Pointing and labeling records
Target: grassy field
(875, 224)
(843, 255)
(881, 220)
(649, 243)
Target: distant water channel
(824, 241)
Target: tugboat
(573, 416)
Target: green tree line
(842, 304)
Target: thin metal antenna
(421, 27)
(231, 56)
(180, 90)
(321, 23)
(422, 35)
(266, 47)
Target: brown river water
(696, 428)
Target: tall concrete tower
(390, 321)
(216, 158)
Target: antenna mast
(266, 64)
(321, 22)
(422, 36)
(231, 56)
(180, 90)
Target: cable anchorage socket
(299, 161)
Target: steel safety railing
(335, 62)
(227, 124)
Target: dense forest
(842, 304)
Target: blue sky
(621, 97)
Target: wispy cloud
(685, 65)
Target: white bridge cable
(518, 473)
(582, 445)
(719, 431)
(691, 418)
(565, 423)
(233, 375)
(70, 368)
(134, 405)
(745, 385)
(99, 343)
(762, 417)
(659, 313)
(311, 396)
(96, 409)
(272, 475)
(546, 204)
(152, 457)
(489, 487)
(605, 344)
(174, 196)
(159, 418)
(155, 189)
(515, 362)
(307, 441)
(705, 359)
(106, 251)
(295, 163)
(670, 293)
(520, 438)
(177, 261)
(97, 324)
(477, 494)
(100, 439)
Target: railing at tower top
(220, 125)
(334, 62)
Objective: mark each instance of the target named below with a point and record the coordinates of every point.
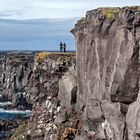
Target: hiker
(64, 47)
(61, 46)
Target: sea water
(9, 115)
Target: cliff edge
(108, 71)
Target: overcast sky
(28, 9)
(39, 34)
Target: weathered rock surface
(98, 101)
(108, 71)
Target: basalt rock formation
(108, 71)
(96, 99)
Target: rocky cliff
(100, 100)
(108, 71)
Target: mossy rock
(109, 13)
(83, 21)
(21, 132)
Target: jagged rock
(107, 43)
(67, 88)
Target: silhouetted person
(61, 46)
(64, 47)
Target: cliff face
(16, 69)
(108, 70)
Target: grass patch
(109, 13)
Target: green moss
(109, 13)
(83, 21)
(134, 8)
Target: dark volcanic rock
(108, 70)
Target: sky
(42, 24)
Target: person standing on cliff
(64, 47)
(61, 46)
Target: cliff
(108, 70)
(98, 98)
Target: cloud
(36, 34)
(29, 9)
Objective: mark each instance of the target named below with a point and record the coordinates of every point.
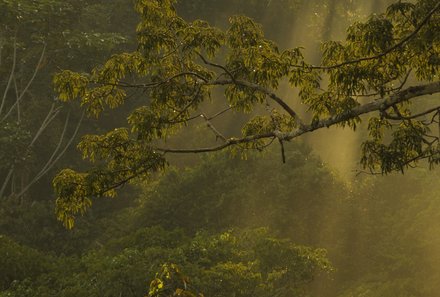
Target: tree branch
(377, 105)
(384, 53)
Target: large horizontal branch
(265, 91)
(377, 105)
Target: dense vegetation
(255, 221)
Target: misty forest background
(233, 227)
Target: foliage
(179, 64)
(220, 265)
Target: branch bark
(377, 105)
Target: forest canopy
(384, 68)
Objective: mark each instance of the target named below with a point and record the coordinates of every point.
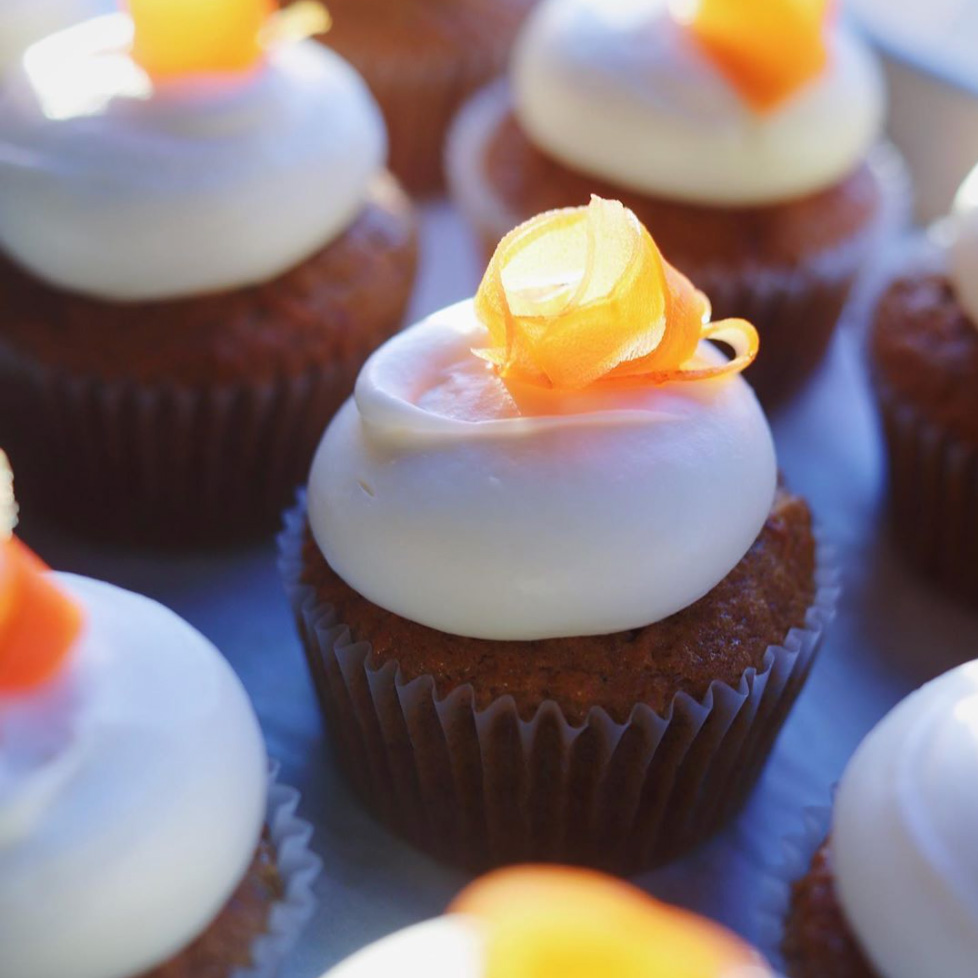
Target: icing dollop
(118, 188)
(505, 511)
(22, 22)
(132, 795)
(536, 921)
(903, 850)
(620, 90)
(963, 249)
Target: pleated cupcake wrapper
(483, 787)
(798, 851)
(933, 480)
(162, 464)
(420, 94)
(298, 868)
(795, 307)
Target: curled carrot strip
(544, 921)
(38, 621)
(581, 296)
(768, 49)
(180, 38)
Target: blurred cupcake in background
(924, 360)
(199, 246)
(745, 133)
(422, 59)
(22, 22)
(893, 891)
(554, 602)
(139, 834)
(542, 922)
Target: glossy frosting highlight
(132, 796)
(963, 247)
(22, 22)
(508, 512)
(618, 89)
(903, 850)
(125, 190)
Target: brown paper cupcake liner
(162, 465)
(420, 91)
(298, 868)
(933, 481)
(480, 788)
(795, 308)
(798, 851)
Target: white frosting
(616, 88)
(132, 796)
(446, 947)
(440, 497)
(115, 188)
(22, 22)
(964, 246)
(903, 841)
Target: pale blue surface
(892, 633)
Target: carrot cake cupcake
(924, 358)
(553, 600)
(422, 59)
(199, 246)
(138, 832)
(538, 922)
(893, 892)
(743, 133)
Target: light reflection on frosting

→ Exercise prompt:
Copy the records from the line containing "Target: blurred cupcake in background" through the end, swapping every "cupcake" for "muffin" and leaving everything else unchanged.

→ Answer for this exercise:
Target: blurred muffin in background
(924, 360)
(199, 246)
(745, 133)
(422, 59)
(22, 22)
(893, 891)
(554, 602)
(139, 834)
(542, 922)
Target: glossy frosting highlight
(132, 796)
(963, 247)
(22, 22)
(508, 512)
(618, 89)
(903, 850)
(125, 190)
Target: brown paper muffin liner
(162, 465)
(420, 91)
(298, 868)
(933, 481)
(480, 788)
(795, 308)
(798, 851)
Target: white frosting
(616, 88)
(132, 796)
(446, 947)
(440, 497)
(115, 188)
(22, 22)
(964, 246)
(903, 841)
Target: pale blue surface
(892, 633)
Target: carrot cake muffin
(924, 358)
(553, 600)
(422, 59)
(199, 246)
(138, 832)
(538, 922)
(893, 892)
(743, 133)
Target: light reflection on frosting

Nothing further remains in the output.